Exercise prompt: Your task is to repeat, word for word, the line containing "the puppy's muzzle" and all lines that follow it to the end of the material, and no other lines.
━━ Data entries ━━
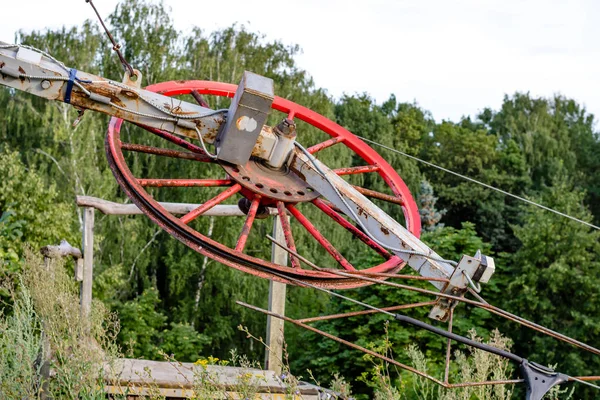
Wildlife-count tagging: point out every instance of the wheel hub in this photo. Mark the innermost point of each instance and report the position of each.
(275, 184)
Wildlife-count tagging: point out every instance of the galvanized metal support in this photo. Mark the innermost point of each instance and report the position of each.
(277, 294)
(88, 262)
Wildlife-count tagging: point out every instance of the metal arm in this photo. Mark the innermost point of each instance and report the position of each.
(238, 134)
(39, 74)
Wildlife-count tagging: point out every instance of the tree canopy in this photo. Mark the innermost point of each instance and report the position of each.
(172, 299)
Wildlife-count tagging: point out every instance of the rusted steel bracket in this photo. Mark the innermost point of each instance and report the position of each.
(389, 232)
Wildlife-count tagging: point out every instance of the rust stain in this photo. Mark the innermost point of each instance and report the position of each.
(130, 94)
(21, 70)
(108, 91)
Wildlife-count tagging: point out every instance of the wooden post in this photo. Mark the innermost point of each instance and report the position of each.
(275, 337)
(88, 261)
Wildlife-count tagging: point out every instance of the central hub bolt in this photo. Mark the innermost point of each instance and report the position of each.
(286, 128)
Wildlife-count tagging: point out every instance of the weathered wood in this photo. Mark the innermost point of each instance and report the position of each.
(88, 261)
(64, 249)
(178, 380)
(275, 335)
(112, 208)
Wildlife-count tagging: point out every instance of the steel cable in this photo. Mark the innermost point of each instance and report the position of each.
(504, 192)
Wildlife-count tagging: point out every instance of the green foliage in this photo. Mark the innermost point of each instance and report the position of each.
(47, 349)
(20, 347)
(173, 300)
(552, 280)
(29, 212)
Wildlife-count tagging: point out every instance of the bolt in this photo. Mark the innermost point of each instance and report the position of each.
(287, 127)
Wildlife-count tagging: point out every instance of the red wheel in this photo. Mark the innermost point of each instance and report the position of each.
(246, 181)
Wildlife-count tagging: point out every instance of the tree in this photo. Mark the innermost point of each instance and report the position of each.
(553, 281)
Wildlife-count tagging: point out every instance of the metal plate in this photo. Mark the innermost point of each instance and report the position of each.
(277, 184)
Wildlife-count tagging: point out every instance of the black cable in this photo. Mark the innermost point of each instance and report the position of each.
(116, 46)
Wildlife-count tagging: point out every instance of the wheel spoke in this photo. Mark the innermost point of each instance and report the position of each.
(165, 152)
(378, 195)
(195, 213)
(356, 170)
(353, 229)
(185, 182)
(320, 238)
(287, 231)
(323, 145)
(175, 139)
(200, 99)
(241, 243)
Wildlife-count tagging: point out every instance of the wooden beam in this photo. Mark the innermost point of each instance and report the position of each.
(88, 261)
(277, 295)
(112, 208)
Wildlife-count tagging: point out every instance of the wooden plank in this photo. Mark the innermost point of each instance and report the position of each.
(88, 261)
(277, 293)
(112, 208)
(174, 379)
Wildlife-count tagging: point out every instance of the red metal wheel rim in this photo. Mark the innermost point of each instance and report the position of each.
(230, 256)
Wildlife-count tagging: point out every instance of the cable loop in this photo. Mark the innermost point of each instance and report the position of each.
(475, 286)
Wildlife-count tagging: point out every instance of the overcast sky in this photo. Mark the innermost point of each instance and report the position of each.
(452, 57)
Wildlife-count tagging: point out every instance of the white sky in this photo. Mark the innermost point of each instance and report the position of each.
(453, 57)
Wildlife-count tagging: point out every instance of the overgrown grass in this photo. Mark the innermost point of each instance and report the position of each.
(47, 350)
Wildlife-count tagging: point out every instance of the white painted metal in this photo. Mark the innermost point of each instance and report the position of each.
(88, 261)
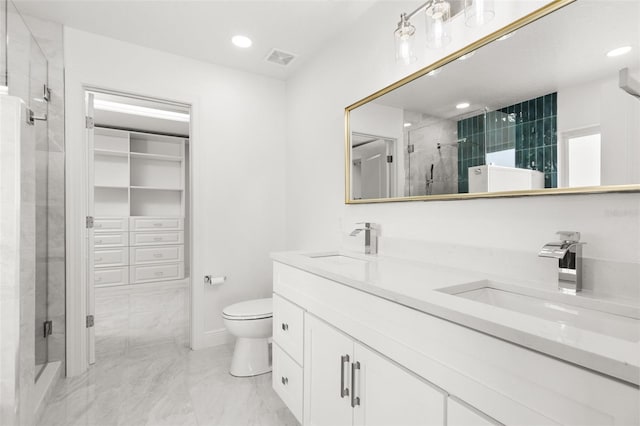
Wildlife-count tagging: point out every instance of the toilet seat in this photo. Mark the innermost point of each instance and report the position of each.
(249, 310)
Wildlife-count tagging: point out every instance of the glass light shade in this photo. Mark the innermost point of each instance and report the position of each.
(438, 24)
(478, 12)
(405, 36)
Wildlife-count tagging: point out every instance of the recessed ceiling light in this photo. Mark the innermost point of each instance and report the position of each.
(619, 51)
(467, 56)
(507, 36)
(241, 41)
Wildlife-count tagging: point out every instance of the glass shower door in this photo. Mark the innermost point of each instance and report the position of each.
(27, 78)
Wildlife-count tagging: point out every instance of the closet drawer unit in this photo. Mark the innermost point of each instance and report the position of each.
(158, 272)
(117, 256)
(111, 276)
(155, 238)
(164, 254)
(288, 327)
(111, 224)
(111, 239)
(152, 223)
(287, 381)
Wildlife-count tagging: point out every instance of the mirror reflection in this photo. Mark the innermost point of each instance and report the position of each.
(554, 104)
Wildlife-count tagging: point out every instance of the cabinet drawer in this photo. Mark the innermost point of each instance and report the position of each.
(158, 254)
(288, 327)
(159, 272)
(287, 381)
(461, 415)
(151, 223)
(111, 239)
(155, 238)
(111, 276)
(111, 224)
(117, 256)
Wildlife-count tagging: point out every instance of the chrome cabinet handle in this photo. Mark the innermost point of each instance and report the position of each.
(355, 400)
(344, 391)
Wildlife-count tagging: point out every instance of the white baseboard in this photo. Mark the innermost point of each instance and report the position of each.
(215, 338)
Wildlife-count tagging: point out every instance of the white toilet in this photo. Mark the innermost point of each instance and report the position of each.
(251, 323)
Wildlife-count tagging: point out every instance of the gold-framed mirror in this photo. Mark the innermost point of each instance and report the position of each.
(548, 105)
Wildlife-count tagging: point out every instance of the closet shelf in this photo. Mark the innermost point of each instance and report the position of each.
(160, 157)
(157, 188)
(111, 152)
(111, 186)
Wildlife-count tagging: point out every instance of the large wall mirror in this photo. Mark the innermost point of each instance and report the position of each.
(548, 105)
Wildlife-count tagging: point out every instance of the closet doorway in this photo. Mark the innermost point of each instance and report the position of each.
(138, 228)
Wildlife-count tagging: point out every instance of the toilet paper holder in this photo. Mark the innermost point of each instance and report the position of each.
(211, 280)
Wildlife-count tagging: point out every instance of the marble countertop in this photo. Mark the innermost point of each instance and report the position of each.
(416, 284)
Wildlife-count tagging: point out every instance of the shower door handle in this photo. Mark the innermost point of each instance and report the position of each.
(32, 118)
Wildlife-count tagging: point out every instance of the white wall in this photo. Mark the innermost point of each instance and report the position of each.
(238, 168)
(316, 215)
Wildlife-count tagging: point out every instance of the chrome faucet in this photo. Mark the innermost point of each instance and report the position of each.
(370, 236)
(568, 251)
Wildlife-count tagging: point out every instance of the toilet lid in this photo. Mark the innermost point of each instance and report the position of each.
(258, 308)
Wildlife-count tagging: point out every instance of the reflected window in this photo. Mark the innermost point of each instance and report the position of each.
(583, 160)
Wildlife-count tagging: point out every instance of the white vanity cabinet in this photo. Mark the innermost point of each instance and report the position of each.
(415, 368)
(460, 415)
(347, 383)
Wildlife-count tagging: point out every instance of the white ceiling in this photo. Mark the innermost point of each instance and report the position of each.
(563, 49)
(203, 29)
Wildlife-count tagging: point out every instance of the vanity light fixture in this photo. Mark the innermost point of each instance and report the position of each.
(241, 41)
(140, 110)
(619, 51)
(437, 24)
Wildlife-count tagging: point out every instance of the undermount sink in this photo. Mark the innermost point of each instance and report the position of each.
(337, 259)
(611, 319)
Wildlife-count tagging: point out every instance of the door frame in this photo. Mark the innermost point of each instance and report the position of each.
(76, 244)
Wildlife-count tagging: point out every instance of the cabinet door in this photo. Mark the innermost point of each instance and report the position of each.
(327, 357)
(461, 415)
(390, 395)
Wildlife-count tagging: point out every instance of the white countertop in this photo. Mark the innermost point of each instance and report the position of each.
(414, 284)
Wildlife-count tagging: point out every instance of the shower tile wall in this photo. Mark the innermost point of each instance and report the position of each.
(49, 37)
(426, 134)
(529, 127)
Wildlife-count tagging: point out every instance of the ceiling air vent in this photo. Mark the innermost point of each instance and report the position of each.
(279, 57)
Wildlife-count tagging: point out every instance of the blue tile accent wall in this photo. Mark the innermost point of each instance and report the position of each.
(529, 127)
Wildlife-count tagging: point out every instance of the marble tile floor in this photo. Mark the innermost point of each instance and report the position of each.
(166, 385)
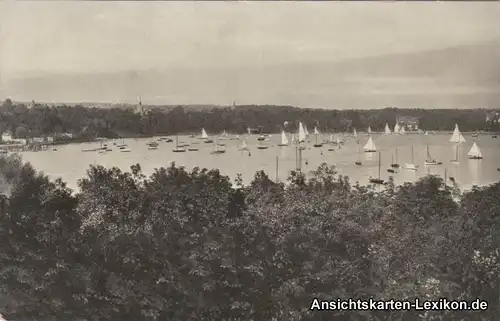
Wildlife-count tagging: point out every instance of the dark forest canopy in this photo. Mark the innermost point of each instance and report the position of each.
(181, 245)
(39, 119)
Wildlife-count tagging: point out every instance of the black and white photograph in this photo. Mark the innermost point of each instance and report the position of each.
(249, 160)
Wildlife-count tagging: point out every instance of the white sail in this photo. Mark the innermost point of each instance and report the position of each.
(302, 133)
(370, 145)
(203, 133)
(396, 128)
(457, 136)
(284, 140)
(387, 129)
(474, 151)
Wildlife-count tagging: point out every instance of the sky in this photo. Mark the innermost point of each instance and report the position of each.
(211, 40)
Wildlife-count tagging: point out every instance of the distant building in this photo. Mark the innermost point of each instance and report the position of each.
(7, 137)
(409, 123)
(22, 141)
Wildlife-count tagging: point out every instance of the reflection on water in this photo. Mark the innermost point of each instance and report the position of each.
(70, 163)
(474, 168)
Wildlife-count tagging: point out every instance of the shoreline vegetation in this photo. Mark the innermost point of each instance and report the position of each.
(85, 124)
(179, 245)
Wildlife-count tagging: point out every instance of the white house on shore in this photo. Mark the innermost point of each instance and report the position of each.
(6, 136)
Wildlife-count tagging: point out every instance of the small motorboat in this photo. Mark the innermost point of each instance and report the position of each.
(376, 180)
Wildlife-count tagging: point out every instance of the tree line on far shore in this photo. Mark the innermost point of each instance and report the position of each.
(185, 245)
(85, 123)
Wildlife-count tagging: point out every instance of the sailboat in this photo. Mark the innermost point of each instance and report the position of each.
(302, 134)
(458, 139)
(316, 133)
(177, 148)
(359, 158)
(377, 180)
(218, 149)
(370, 146)
(204, 136)
(392, 170)
(396, 128)
(429, 160)
(243, 146)
(387, 130)
(284, 140)
(475, 152)
(411, 166)
(395, 165)
(457, 136)
(262, 146)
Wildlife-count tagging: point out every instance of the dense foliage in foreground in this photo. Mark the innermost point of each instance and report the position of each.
(113, 122)
(181, 245)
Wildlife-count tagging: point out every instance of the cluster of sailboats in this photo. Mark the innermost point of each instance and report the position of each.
(456, 138)
(300, 139)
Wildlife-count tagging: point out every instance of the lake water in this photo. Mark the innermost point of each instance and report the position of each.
(70, 163)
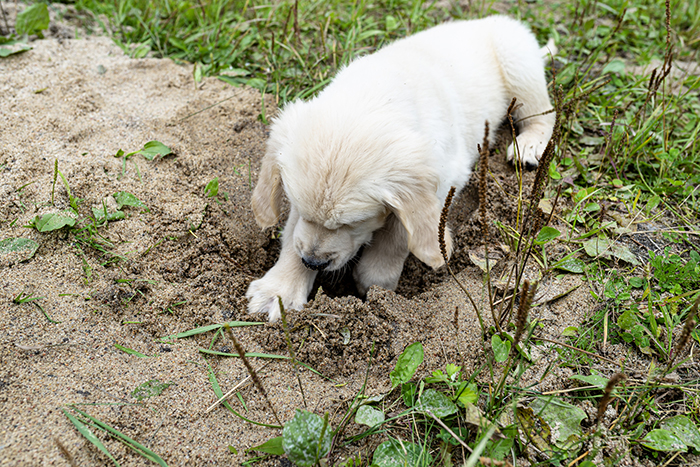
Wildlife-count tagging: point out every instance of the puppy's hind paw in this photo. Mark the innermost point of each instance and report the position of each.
(263, 297)
(530, 146)
(267, 305)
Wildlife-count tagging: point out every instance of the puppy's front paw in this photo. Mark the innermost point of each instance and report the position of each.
(531, 145)
(263, 296)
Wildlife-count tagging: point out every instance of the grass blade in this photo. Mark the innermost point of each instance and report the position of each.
(140, 449)
(89, 435)
(211, 327)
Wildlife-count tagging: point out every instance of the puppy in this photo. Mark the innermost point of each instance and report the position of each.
(371, 159)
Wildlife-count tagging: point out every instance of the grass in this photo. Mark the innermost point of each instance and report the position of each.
(626, 156)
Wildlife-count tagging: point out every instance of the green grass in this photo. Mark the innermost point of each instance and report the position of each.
(627, 154)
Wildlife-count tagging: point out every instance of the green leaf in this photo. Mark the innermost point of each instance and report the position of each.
(212, 188)
(13, 47)
(501, 348)
(99, 214)
(18, 249)
(396, 453)
(573, 265)
(564, 419)
(368, 415)
(615, 66)
(149, 389)
(124, 198)
(684, 429)
(152, 149)
(408, 393)
(55, 221)
(663, 440)
(33, 20)
(272, 446)
(390, 23)
(407, 364)
(592, 380)
(601, 246)
(627, 320)
(469, 395)
(546, 235)
(89, 435)
(306, 438)
(437, 403)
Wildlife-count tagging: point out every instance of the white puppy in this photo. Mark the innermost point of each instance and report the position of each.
(371, 159)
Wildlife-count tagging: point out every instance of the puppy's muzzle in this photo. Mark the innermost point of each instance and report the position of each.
(315, 264)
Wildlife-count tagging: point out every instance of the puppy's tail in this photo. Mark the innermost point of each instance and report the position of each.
(549, 50)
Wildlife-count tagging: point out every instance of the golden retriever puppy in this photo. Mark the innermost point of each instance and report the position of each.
(369, 161)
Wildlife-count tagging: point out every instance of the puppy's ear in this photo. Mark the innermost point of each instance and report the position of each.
(267, 195)
(419, 212)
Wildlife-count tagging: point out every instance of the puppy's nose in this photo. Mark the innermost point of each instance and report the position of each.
(315, 264)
━━━
Task result:
Wildlife-count tagging: point out every instance of the puppy's muzzle in this photo. Mark the innermost point of each instance and report the position of each.
(315, 264)
Wildlife-count tagging: point out every instance of the puppy's tail in this photo. Mark the innermost point of each instance and report the position of each.
(549, 50)
Wildlife-count tagging: point out every instance of the golden retriever puppy in this photo. Mark the innermost point of each instance and report the position of each.
(369, 161)
Wildlife-count tagging: point out every instance of the puppy's ear in this photo. Mark the innermost point of each instance and report the position of each.
(267, 195)
(419, 212)
Wildlife-count tagging: point out every instance of the puppy's nose in this photo. Mark the innermost point of each instance and report the position of each.
(315, 264)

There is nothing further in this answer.